What is being asked> Apart from the images, repeat the data below exactly as written.

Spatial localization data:

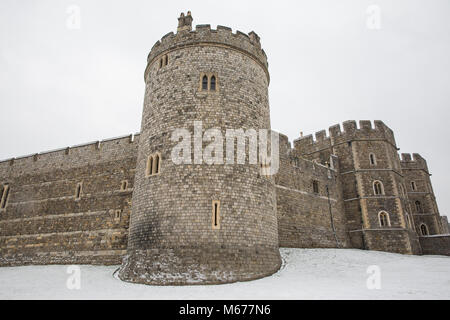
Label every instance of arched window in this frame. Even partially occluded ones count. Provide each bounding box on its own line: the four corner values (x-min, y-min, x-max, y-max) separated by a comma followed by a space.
210, 75, 216, 91
202, 75, 208, 90
154, 154, 160, 174
420, 223, 429, 236
415, 201, 423, 213
373, 181, 384, 195
378, 211, 390, 227
411, 181, 417, 191
369, 153, 376, 165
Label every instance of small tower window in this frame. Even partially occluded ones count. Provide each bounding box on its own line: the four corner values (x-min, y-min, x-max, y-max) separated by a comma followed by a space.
146, 156, 154, 177
210, 75, 216, 91
75, 183, 82, 200
369, 153, 376, 165
312, 180, 319, 194
114, 210, 122, 222
212, 200, 220, 229
165, 55, 168, 66
373, 181, 384, 195
202, 75, 208, 90
420, 223, 429, 236
378, 211, 390, 227
146, 153, 161, 177
411, 181, 417, 191
120, 180, 128, 191
0, 184, 10, 209
159, 58, 163, 69
154, 154, 160, 174
415, 201, 423, 213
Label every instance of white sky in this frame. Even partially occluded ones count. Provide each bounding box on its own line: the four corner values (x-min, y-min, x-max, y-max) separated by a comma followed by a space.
0, 0, 449, 218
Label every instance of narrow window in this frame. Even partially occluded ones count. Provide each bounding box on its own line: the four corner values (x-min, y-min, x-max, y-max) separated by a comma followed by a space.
75, 183, 82, 200
212, 200, 220, 229
369, 153, 376, 165
415, 201, 423, 213
159, 58, 163, 69
120, 180, 128, 191
373, 181, 384, 195
0, 185, 4, 204
154, 154, 160, 174
146, 156, 153, 177
210, 75, 216, 91
420, 223, 429, 236
202, 75, 208, 90
411, 181, 417, 191
312, 180, 319, 194
0, 184, 10, 209
114, 210, 122, 221
164, 55, 168, 66
378, 211, 390, 227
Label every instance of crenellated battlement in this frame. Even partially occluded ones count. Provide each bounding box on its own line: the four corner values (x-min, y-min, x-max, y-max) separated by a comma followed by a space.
400, 152, 429, 171
0, 133, 140, 177
293, 120, 397, 155
145, 12, 269, 82
277, 131, 337, 175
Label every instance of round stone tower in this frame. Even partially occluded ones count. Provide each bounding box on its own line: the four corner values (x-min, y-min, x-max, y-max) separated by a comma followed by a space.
118, 12, 281, 285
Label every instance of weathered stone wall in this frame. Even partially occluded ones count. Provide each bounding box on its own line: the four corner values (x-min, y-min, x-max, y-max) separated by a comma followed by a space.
118, 22, 281, 285
400, 153, 443, 235
293, 121, 418, 254
441, 216, 449, 234
0, 134, 139, 266
275, 134, 350, 248
419, 235, 450, 256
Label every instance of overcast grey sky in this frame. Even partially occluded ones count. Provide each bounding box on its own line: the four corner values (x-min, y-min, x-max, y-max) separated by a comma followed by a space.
0, 0, 449, 218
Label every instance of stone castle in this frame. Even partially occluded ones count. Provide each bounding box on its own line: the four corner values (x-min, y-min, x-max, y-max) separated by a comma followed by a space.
1, 13, 449, 285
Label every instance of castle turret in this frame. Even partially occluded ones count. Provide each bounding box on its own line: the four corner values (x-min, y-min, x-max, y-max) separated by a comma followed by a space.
118, 13, 281, 285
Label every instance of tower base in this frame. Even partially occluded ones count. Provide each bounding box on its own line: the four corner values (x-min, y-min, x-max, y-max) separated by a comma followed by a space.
118, 245, 281, 285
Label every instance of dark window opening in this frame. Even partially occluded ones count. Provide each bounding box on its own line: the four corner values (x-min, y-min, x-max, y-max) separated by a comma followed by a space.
210, 75, 216, 91
202, 75, 208, 90
415, 201, 423, 213
214, 203, 218, 227
313, 180, 319, 194
155, 154, 160, 174
420, 224, 429, 236
369, 153, 376, 165
75, 184, 82, 200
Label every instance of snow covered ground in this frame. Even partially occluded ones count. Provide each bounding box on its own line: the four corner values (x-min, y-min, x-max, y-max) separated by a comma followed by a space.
0, 248, 449, 299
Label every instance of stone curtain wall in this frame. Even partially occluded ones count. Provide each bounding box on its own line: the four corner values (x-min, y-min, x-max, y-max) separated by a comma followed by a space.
275, 134, 350, 248
419, 235, 450, 256
0, 135, 139, 266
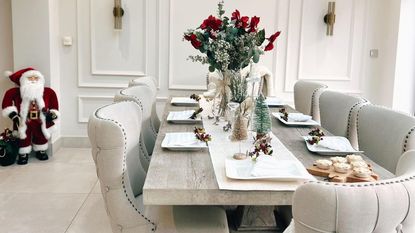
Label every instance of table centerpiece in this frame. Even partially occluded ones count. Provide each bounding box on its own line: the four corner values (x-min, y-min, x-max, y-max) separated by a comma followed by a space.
184, 0, 281, 118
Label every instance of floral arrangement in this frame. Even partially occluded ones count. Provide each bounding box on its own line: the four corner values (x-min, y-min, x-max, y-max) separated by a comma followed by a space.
189, 107, 203, 120
307, 128, 325, 145
249, 135, 273, 160
190, 94, 201, 102
279, 108, 289, 121
308, 128, 325, 137
184, 1, 281, 72
194, 127, 212, 143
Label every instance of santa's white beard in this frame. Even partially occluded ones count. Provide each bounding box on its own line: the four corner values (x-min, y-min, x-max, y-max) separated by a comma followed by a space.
20, 81, 44, 101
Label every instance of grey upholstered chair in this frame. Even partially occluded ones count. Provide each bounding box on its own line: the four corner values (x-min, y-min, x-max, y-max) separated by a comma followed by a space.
357, 104, 415, 173
293, 81, 327, 122
319, 91, 368, 149
88, 101, 229, 233
114, 85, 156, 171
282, 150, 415, 233
285, 173, 415, 232
129, 76, 160, 132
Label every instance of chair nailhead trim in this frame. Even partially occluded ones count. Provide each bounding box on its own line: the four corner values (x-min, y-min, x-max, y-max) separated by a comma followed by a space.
403, 127, 415, 152
95, 102, 157, 232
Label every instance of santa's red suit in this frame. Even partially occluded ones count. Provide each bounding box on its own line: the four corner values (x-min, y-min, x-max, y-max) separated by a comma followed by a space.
2, 68, 59, 155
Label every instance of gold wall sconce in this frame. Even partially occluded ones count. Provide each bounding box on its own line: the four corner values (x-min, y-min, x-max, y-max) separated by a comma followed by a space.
324, 2, 336, 36
113, 0, 125, 30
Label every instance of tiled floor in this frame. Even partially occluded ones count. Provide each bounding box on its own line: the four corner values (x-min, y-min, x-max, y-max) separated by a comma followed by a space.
0, 148, 113, 233
0, 147, 283, 233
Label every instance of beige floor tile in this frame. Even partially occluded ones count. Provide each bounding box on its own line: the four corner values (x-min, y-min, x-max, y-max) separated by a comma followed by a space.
51, 148, 93, 164
0, 193, 87, 233
66, 194, 112, 233
91, 180, 101, 194
0, 162, 97, 193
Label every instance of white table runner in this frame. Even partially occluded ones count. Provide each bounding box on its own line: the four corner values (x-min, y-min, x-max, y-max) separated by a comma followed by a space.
202, 116, 315, 191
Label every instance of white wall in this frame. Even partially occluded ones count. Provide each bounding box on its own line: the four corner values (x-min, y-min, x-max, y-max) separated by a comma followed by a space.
5, 0, 413, 142
392, 0, 415, 115
361, 0, 401, 108
0, 0, 14, 131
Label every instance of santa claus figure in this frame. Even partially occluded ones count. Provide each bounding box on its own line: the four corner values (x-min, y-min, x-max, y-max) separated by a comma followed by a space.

Answer to the problem>
Label every instance of arched window in this frame. Even partially occluded ones count. Provide each bounding box on its own line: the four corner values (x-min, y-min, x-max, y-max) separated by a comma followed by a space.
210, 75, 216, 91
202, 75, 208, 90
154, 154, 160, 174
420, 223, 429, 236
415, 201, 423, 213
373, 181, 384, 195
378, 211, 390, 227
411, 181, 417, 191
369, 153, 376, 165
Label every instance of small tower window in this frame. Even partially occluded ones count. Provide each bounding box on its own line: the four corner values (x-min, y-min, x-max, y-max) separated by a comma followed by a space.
146, 156, 154, 177
210, 75, 216, 91
75, 183, 82, 200
369, 153, 376, 165
312, 180, 319, 194
114, 210, 122, 222
212, 200, 220, 229
165, 55, 168, 66
373, 181, 384, 195
202, 75, 208, 90
420, 223, 429, 236
378, 211, 390, 227
146, 153, 161, 177
411, 181, 417, 191
120, 180, 128, 191
0, 184, 10, 209
159, 58, 163, 69
154, 154, 160, 174
415, 201, 423, 213
Label every instance of white sky in this frame. Even partially occluded ones count. Provide each bounding box on its own line: the four corner values (x-min, y-min, x-max, y-max) separated by a comma followed by a space.
0, 0, 449, 218
Label every instance of narrow window in this frame. Even partially occluded ones count. Provide each bounding box on its own line: the four corner values (x-min, y-min, x-max, y-max) separated by a comma followed by a space.
75, 183, 82, 200
212, 200, 220, 229
369, 153, 376, 165
415, 201, 423, 213
159, 58, 163, 69
120, 180, 128, 191
373, 181, 384, 195
0, 185, 4, 204
154, 154, 160, 174
146, 156, 153, 177
210, 75, 216, 91
420, 223, 429, 236
202, 75, 208, 90
411, 181, 417, 191
312, 180, 319, 194
0, 184, 10, 209
114, 210, 122, 221
164, 55, 168, 66
378, 211, 390, 227
Label every instance of crenellated battlement in this frame. Even partially occluded ones count. Provide each bounding box on its own line: the four corner values (x-min, y-min, x-max, y-max) separated by a comma followed by a space.
400, 152, 429, 171
0, 133, 140, 177
293, 120, 397, 155
145, 12, 269, 82
277, 131, 337, 175
Label every instance of round stone tower in this frame. Even partially occluded ones count. Provide each bounding box on its own line: the four corner values (x-min, y-min, x-max, y-max) separated by a comma followed by a space.
118, 12, 281, 285
Label every instance of weathered stone wall in this frame. Even partially occluded ones count. Provide each bounding box on its own line: the four corner values (x-min, y-min, x-max, y-max) separated by a comma followed by a space.
118, 22, 281, 285
400, 153, 443, 235
293, 121, 418, 254
441, 216, 449, 234
0, 134, 139, 266
275, 134, 350, 248
419, 235, 450, 256
Label every instance of overcast grey sky in this frame. Even partially occluded ones count. Provide each bounding box on its own line: the four corner values (x-min, y-min, x-max, y-max) separated by a comma followed by a space.
0, 0, 449, 218
Label every instance of stone castle in this frame. Even partially occluded ones count. Provide each bounding box on its own line: the four corner values (x-min, y-min, x-max, y-max) separated by a comma followed by a space.
1, 13, 449, 285
Label every instance of castle turret in this frame. Even partially occluded ones count. Provide each bounding box on its own line: the four corner values (x-min, y-min, x-max, y-max) separated by a comma followed by a space.
118, 13, 281, 285
Label every instance of tower base in this frame. Even partially occluded ones count. Provide each bounding box on its own line: the four corner values (x-min, y-min, x-max, y-max) separated by a comma followed by a space.
118, 245, 281, 285
Label every instance of dark window opening in this frame. Even partially occluded ones count. Provide each bounding box on its own line: the four corner values (x-min, y-min, x-max, y-max) separated by a comma followed by a space.
210, 75, 216, 91
202, 75, 208, 90
415, 201, 423, 213
214, 203, 218, 227
313, 180, 319, 194
155, 154, 160, 174
420, 224, 429, 236
369, 153, 376, 165
75, 184, 82, 200
Label every instance of snow covered ground in this frame. Even partially occluded ones count. Provide each bounding box on its own line: the four corner values (x-min, y-min, x-max, y-max) separated by a comma followed by a space.
0, 248, 449, 299
Label every instance of stone curtain wall in this frame. Even partially occluded ones count. Provide each bounding box on its own line: the four corner values (x-min, y-min, x-max, y-max) separated by a comma followed by a space.
275, 134, 350, 248
419, 235, 450, 256
0, 135, 139, 266
Label every instance of table centerpiece in this frame. Even partially occluded ones count. Provide each bounding box on its own line: the four corner values (x-min, y-min, x-max, y-max) separated by a comma followed by a space.
184, 0, 281, 118
Label every instance of floral arrangement in this frame. Even partially occluded ones count. Provide each bounding box on its own line: the four corner values (x-min, y-min, x-max, y-max) separated by a comma followed by a space.
189, 107, 203, 120
307, 128, 325, 145
249, 135, 273, 160
190, 94, 201, 102
279, 108, 289, 121
308, 128, 325, 137
184, 1, 281, 72
194, 127, 212, 143
Label every instance of santa's white beard in this frame. Even partially occluded ones count. Provide each bounding box on its own line: the four corner values (x-min, y-min, x-max, y-max) separated by a comma followed by a space.
20, 81, 44, 101
Label every instance of grey upholstered chair in this frame. Even partially occluded ones count. Provide each bounding box on its own line: the four corner values (x-min, y-min, x-max, y-max) separated by a comma followed by a space.
357, 104, 415, 173
293, 81, 327, 122
319, 91, 368, 149
88, 101, 229, 233
114, 85, 156, 171
282, 150, 415, 233
285, 173, 415, 232
129, 76, 160, 132
Label every instance of chair nailhead trim in this frame. Even partially occluded ones count. Provide each bounding box on its own line: the four corner values (x-min, y-min, x-max, y-max) separated by a comma followed by a space.
403, 127, 415, 152
95, 102, 157, 232
Label every instance of santa's red suit in this frame. Even partially occluded ones count. Provide each bounding box on its own line: the four corner values (x-min, y-min, x-max, y-max) separated by a comma followed by a space.
2, 68, 59, 155
Label every instance of gold wall sconce in this frame. Even partially occluded ones count. Provide each bounding box on its own line: the four corner values (x-min, y-min, x-max, y-max) separated by a comma followed by a space.
324, 2, 336, 36
113, 0, 125, 30
Label every instance of tiled floor in this frame. Even partially occluded ones count. Provide each bounding box on its own line: the four corner values (x-min, y-min, x-max, y-max) separated by a comma followed by a space.
0, 148, 113, 233
0, 147, 283, 233
Label every instance of beige floor tile in this frame. Even partially occluded ones count. Provide each bounding box on its own line: the four corner values (x-min, y-min, x-max, y-max) separated by a comma followed by a space.
51, 148, 93, 164
0, 193, 87, 233
66, 194, 112, 233
91, 180, 101, 194
0, 162, 97, 193
Label every instance of white table runner in this frame. Even partially occluded ones count. Provide each bounding box on its own line: the four corner values (x-min, y-min, x-max, y-max) separated by a comma followed by a space.
202, 116, 315, 191
Label every instance of white wall in this frame. Even partially occluded ones count. Provide each bounding box on its own line: the four corner values (x-min, y-min, x-max, y-max) separated by a comma followed by a space.
5, 0, 413, 142
392, 0, 415, 115
361, 0, 401, 108
0, 0, 14, 131
Label every instance of santa claus figure in this frame. Even partially occluded ones count. Provide each bounding box on its own line: the four corner values (x-min, y-min, x-max, y-max) separated by a comma followed by a space.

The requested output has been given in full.